How OSSPath is built
Everything in OSSPath was added by a human. This page explains what that means in practice — what gets included, how it gets classified, how often it is re-verified, and how to report a mistake.
No entries are added automatically. Each job, funding program, and organization is reviewed and added individually. Repository metadata — stars, topics, and dependency data — is fetched from the GitHub API, but inclusion decisions are made by hand. The corpus stays small on purpose.
A smaller set of accurate, current entries is more useful than a larger set that includes stale or misclassified ones. When coverage and accuracy conflict, accuracy wins. Entries are removed when they can no longer be verified.
Each entry is checked against the inclusion criteria before it appears. New entries are not added automatically. The value of the corpus depends on this not changing.
The underlying data is open source. Mistakes can be seen, reported, and fixed in public. Review intervals and inclusion criteria are documented so that readers can evaluate the freshness of any given entry.
Each entity type has its own criteria. All of the following must be true for an entry to be included — not some.
OSSPath currently tracks seven entity types. Each has its own archive page, inclusion criteria, and review cadence.

Records:
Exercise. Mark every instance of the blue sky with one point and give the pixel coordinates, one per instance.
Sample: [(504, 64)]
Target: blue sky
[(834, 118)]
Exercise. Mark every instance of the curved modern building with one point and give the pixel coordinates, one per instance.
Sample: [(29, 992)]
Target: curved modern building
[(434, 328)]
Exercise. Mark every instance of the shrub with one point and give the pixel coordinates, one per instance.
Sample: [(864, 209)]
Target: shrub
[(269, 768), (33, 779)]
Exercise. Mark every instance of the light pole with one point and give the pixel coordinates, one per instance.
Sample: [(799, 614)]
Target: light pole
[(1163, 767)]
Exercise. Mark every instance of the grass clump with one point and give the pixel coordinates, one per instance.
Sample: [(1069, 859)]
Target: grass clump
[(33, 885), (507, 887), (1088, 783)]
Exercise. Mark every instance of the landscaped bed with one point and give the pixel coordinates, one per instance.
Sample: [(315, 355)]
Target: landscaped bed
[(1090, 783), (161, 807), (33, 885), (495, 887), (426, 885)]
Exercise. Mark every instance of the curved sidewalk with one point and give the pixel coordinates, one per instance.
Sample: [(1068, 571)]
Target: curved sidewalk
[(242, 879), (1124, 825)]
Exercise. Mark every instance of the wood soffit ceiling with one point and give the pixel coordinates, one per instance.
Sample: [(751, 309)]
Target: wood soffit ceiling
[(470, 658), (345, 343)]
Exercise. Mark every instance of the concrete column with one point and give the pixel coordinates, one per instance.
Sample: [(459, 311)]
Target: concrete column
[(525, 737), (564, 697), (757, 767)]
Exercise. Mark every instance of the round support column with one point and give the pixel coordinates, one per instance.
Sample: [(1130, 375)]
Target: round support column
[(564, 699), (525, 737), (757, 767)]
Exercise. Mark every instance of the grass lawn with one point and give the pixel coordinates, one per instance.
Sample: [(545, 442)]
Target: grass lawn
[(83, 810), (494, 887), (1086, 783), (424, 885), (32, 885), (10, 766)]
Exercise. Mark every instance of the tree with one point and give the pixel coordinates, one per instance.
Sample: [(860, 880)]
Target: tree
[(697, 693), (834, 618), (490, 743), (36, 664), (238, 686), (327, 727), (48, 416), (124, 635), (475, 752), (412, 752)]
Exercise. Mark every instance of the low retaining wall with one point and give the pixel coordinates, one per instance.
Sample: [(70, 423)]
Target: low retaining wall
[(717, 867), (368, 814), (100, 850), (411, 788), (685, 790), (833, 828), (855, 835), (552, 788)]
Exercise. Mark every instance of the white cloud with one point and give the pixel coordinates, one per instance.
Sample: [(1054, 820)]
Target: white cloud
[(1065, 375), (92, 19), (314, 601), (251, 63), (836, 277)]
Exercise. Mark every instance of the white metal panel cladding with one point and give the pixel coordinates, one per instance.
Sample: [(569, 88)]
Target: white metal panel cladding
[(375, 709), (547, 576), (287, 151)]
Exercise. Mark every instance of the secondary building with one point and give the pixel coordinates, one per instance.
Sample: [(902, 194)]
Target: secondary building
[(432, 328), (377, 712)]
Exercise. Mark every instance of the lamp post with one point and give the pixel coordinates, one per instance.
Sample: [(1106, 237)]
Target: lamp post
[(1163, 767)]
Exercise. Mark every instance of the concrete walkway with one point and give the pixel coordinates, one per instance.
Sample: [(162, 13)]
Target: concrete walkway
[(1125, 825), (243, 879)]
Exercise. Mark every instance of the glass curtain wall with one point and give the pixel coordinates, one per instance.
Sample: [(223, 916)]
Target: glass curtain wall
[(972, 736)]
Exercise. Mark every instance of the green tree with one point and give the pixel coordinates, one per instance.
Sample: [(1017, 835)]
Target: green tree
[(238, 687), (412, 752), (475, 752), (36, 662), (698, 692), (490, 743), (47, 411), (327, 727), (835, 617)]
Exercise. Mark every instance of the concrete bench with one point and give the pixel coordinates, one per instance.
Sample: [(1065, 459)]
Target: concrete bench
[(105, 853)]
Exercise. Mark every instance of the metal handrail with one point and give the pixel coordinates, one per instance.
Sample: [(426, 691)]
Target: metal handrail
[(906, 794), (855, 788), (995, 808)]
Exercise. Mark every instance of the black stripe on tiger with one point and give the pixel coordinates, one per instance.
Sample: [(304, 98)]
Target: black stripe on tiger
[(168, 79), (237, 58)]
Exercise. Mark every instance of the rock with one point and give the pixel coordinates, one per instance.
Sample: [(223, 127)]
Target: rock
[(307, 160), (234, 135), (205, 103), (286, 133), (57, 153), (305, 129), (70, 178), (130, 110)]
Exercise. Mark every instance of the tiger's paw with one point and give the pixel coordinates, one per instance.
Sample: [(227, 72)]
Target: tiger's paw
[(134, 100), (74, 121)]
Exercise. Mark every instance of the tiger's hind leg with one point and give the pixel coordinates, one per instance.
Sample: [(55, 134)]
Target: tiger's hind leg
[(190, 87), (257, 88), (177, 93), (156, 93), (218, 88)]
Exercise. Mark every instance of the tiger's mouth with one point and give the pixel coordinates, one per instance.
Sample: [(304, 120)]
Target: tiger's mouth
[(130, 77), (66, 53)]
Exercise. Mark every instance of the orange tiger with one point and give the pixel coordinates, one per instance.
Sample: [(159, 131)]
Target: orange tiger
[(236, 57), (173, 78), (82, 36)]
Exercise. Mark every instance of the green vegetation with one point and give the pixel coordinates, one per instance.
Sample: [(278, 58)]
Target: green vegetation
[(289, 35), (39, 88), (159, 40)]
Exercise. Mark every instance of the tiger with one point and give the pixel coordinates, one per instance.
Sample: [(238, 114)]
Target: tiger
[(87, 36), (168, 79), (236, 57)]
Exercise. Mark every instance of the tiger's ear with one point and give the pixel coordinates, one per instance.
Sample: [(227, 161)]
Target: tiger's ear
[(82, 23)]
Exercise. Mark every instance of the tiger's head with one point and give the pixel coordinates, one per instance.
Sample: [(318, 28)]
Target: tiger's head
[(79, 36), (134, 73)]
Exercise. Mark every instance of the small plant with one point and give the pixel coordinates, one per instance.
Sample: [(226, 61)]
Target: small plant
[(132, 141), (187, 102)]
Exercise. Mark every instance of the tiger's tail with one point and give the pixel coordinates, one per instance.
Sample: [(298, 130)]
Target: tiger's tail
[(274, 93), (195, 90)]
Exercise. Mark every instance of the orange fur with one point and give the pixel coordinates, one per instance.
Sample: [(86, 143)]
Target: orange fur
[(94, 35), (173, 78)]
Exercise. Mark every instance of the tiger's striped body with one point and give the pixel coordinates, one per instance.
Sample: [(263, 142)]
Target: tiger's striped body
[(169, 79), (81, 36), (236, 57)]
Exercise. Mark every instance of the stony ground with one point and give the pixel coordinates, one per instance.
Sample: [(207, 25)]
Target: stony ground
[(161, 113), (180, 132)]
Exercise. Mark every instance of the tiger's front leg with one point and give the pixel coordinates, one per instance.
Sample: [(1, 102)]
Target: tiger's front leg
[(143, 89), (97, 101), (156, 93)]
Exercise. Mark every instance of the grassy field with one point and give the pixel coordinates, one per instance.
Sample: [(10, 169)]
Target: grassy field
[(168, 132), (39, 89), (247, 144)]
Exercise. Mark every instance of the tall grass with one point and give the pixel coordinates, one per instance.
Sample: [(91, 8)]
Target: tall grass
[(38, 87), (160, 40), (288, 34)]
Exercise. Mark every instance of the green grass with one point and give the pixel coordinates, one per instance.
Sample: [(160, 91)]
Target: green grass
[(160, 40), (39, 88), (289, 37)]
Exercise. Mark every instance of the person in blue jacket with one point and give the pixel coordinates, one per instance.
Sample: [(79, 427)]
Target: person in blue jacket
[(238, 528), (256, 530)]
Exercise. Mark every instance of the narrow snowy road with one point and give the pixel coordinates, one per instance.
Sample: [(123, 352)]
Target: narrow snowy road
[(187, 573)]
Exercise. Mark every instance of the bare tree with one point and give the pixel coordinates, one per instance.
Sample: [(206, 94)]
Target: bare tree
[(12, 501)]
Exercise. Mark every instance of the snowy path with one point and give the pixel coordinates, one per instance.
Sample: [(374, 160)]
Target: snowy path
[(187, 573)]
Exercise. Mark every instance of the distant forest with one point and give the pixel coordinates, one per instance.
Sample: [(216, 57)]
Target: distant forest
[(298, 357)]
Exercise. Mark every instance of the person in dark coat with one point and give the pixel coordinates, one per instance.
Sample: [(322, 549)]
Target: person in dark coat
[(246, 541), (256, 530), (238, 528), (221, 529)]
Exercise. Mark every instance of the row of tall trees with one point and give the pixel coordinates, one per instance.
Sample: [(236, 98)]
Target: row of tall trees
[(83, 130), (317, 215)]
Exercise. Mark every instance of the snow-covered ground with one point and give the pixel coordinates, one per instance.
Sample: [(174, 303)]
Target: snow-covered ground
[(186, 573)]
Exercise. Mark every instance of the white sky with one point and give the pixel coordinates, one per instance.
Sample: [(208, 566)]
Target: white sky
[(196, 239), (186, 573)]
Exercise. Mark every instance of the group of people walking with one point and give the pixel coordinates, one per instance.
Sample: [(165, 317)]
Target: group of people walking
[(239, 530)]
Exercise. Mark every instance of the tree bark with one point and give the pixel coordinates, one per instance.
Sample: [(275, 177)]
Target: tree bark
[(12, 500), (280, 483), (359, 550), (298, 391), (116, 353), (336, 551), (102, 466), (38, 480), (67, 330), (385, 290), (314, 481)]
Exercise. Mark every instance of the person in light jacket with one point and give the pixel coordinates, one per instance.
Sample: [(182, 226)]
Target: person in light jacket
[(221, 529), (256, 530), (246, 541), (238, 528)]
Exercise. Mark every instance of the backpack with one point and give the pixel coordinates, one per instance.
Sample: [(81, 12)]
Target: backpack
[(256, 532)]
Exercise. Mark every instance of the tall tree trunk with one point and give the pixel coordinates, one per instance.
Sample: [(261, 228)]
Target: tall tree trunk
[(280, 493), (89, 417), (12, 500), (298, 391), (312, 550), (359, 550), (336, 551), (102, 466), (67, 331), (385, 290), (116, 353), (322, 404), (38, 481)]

Your task:
Please copy out the full page on how OSSPath is built, word for word.

Answer in full:
How OSSPath is built
Everything in OSSPath was added by a human. This page explains what that means in practice — what gets included, how it gets classified, how often it is re-verified, and how to report a mistake.
No entries are added automatically. Each job, funding program, and organization is reviewed and added individually. Repository metadata — stars, topics, and dependency data — is fetched from the GitHub API, but inclusion decisions are made by hand. The corpus stays small on purpose.
A smaller set of accurate, current entries is more useful than a larger set that includes stale or misclassified ones. When coverage and accuracy conflict, accuracy wins. Entries are removed when they can no longer be verified.
Each entry is checked against the inclusion criteria before it appears. New entries are not added automatically. The value of the corpus depends on this not changing.
The underlying data is open source. Mistakes can be seen, reported, and fixed in public. Review intervals and inclusion criteria are documented so that readers can evaluate the freshness of any given entry.
Each entity type has its own criteria. All of the following must be true for an entry to be included — not some.
OSSPath currently tracks seven entity types. Each has its own archive page, inclusion criteria, and review cadence.